__Exercise aim__
The answer must consist of every line below containing "pointed".

__Records from a dataset__
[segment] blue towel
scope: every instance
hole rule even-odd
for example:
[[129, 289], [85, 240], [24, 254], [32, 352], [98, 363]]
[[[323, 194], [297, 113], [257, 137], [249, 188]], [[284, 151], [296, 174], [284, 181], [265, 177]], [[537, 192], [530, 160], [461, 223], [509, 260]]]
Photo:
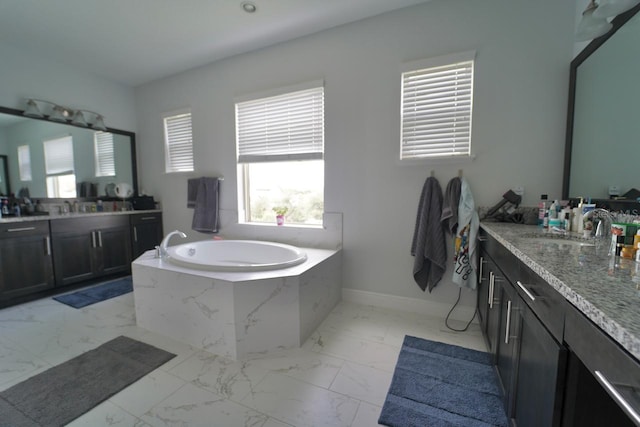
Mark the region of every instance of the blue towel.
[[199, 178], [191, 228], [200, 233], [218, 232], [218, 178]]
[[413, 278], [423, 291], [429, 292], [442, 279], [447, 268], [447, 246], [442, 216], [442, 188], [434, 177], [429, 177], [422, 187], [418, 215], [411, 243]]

---

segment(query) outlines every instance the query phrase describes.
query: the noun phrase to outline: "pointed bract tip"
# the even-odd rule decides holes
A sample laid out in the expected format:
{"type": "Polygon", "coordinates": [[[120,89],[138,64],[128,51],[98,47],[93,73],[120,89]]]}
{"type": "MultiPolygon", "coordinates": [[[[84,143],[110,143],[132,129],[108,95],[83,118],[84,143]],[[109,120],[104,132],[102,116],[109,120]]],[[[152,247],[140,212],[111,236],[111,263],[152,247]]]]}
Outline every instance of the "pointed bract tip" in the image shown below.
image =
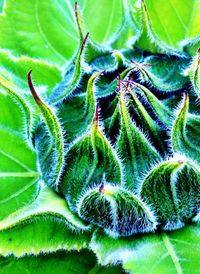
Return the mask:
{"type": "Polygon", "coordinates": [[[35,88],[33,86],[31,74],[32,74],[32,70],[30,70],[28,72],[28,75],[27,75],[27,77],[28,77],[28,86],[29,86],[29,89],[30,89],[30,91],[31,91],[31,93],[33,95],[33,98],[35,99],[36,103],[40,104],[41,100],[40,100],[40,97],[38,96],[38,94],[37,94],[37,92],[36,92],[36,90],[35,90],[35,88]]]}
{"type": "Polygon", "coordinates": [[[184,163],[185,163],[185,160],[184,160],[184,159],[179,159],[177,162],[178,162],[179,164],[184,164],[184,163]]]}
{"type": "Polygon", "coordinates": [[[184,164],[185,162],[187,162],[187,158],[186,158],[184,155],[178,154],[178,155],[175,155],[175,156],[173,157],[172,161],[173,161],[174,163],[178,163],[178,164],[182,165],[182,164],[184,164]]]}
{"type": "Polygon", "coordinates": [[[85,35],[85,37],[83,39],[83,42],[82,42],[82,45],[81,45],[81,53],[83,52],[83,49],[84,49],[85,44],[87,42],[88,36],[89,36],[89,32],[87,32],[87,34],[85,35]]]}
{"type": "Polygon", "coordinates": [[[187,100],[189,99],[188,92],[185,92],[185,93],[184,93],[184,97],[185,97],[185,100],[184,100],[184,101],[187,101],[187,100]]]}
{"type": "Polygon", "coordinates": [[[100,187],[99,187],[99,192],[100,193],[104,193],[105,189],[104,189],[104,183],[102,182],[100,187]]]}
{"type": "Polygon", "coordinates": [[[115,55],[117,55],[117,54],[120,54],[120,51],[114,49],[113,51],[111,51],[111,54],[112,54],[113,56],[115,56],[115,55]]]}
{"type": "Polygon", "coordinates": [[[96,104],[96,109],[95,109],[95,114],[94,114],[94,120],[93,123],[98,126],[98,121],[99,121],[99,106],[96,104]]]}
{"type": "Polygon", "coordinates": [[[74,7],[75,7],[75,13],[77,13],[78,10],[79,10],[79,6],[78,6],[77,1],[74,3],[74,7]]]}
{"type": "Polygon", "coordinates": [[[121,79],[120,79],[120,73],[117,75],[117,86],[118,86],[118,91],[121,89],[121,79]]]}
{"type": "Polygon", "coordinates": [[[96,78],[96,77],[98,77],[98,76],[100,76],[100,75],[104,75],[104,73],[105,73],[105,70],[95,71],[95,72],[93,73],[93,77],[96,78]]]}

==

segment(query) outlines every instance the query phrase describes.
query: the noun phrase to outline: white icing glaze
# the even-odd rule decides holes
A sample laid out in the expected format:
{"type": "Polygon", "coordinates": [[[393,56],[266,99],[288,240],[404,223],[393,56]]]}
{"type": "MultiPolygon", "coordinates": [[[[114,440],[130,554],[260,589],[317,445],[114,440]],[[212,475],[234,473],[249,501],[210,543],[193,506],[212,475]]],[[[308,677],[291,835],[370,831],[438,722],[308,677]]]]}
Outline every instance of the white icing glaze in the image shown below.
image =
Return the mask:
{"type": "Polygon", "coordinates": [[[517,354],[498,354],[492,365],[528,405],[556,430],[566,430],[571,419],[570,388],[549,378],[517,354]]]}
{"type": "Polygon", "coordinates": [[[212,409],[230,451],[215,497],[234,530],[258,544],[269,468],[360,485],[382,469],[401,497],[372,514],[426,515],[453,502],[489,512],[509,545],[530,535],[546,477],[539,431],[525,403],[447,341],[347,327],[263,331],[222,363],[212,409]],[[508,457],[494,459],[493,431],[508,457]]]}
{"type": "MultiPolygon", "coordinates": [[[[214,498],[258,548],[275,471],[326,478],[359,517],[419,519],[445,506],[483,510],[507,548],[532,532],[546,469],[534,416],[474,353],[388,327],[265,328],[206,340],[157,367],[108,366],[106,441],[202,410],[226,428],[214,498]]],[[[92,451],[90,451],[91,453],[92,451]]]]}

__Worked solution__
query: the noun phrase to outline: "pointed bract tip"
Outline every instance of the "pointed bract tip" in the image shown below.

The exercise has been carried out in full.